-------- BRANO DEL DOCUMENTO

Prendiamo posto nella cabina per godere insieme il tragitto della discesa.
Calco bene gli occhiali e comincio la mia adorazione silenziosa.
Padre Andrea comprende subito la mia esigenza, rispetta il mio silenzio adorante, ora intravedo in lontananza i paesi sfumati dal velo della nebbia e baciati dal sole lontano.
La cabina corre su un soffice tappeto bianco che ricopre la montagna che sprigiona una forza potente e misteriosa e mostra una bellezza superba.
Ora fra il bianco accecante, appare il tipico color nero delle rocce secolari mentre da qualche buca profonda fa capolino il colore rossiccio della lava ricoperta da un trasparente velo di neve
Che spettacolo di grandezza mi offri o Signore!
Rapida cerco di mettere una mano sul cuore perché è come impazzito dalla gioia.
Padre Andrea, seduto accanto a me, sorride, mi guarda e intona con la sua calda melodica voce .”Lui mi ha dato i cieli da guardare,e tanta gioia dentro il cuore, quando un dì con lui sarem nella sua casa abiterem, nella sua casa tutta d’or con tanta gioia dentro il cuor …”
Signore,- Ti grido- perché mi ripeti oggi il canto della mia gioventù , il canto del mio primo indimenticabile incontro–scontro con Te avvenuto proprio qui nel campeggio sull’ Etna?
Perché continui ad amarmi ancora?
Tante sono state le mie infedeltà, tante sono state le mie paure, ma Tu Padre di Misericordia , dimentichi e mi offri la Tua fedeltà.
E ancora nella notte di Pasqua mi hai detto ”anche se i monti si spostassero e i colli vacillassero non si allontanerebbe da te il mio affetto.”

----------------
-------- MATERIALE DI PARTENZA

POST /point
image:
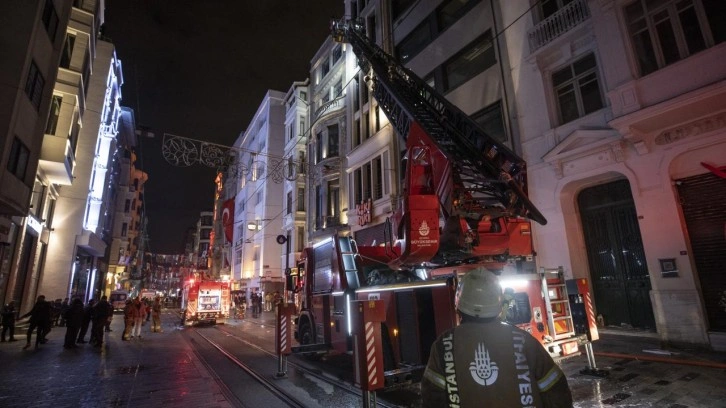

----------------

> [CONSEGNA]:
Prosegui il brano sulla discesa in cabina dall'Etna, riprendendo subito dopo l'ultima frase riportata.

> [RISULTATO ATTESO]:
E lo vedo oggi, lo vedo con i miei occhi mortali, con il mio corpo che possiede ancora un giovane cuore.
Ora alla calda voce di padre Andrea fa eco Agata e, miracolo!, anche io canto, non sono più stonata!
Ma il mio è un canto del cuore perché nessun suono esce dalle mie labbra.
Padre Andrea con la sua attenzione sacerdotale riesce a farmi vivere e a farmi gustare un momento di alta preghiera, di pura e intensa contemplazione.
Ora la gioia si espande dentro di me in lievi cerchi e penetra in tutte le cellule del mio essere scacciando la paura e il dubbio.
Grazie di questa nuova guarigione interiore.
E doveva arrivare di nuovo fin quassù per averla!
Il Tuo Amore, reso visibile attraverso l’amore della mia comunità, mi ha guarito dentro finalmente!
Scendiamo e controllo la tasca del giaccone c’è ancora l’azzurrite e insieme ci avviamo ai monti “Silvestri” ma come soffia il vento: uuuii uhia.
Rifaccio così il cammino di ventitrè anni fa per me è un pellegrinaggio insieme costeggiamo un pezzo di monte, poi padre Andrea ordina la ritirata:
“Su presto torniamo al rifugio ,togliamoci calzettoni e giacconi perché ora andremo a Milo”. Ma io riesco a isolarmi ancora una volta, rallento il passo faccio passare avanti gli altri e mi fermo ai piedi del monte, ecco devo salutare una persona importante che vedo solo io l’ho lasciata ventisei anni fa, la rivedo, con la memoria del cuore, eccola è in posa per la foto porta uno strano capello marrone indossa una colorata maglietta molto leggera è il mese di luglio e il sole picchia forte e il cuore è in festa.
La vedo ridere felice.
Ma certo, è sana, è giovane , è innamorata da poco da troppo poco tempo Ti ha conosciuto quale amico, fratello , sposo forse?
Non lo sa ancora la Rosarita di allora: è ricca di entusiasmo, altre persone la circondano, altri affetti sicuri la sostengono (papà, mamma, Caterina).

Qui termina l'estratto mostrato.